>> BEGIN RECORD EXTRACTS

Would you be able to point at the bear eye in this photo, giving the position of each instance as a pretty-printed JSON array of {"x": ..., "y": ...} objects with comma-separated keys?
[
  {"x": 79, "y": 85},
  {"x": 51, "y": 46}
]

>> END RECORD EXTRACTS

**AIM**
Could you write these lines out again, switching "bear eye" to "bear nose" and leaving everything else untouched?

**ANSWER BELOW**
Would you be able to point at the bear nose in this photo, giving the position of each instance as a pretty-printed JSON array of {"x": ..., "y": ...} objects with comma-separated keys?
[
  {"x": 79, "y": 85},
  {"x": 51, "y": 46}
]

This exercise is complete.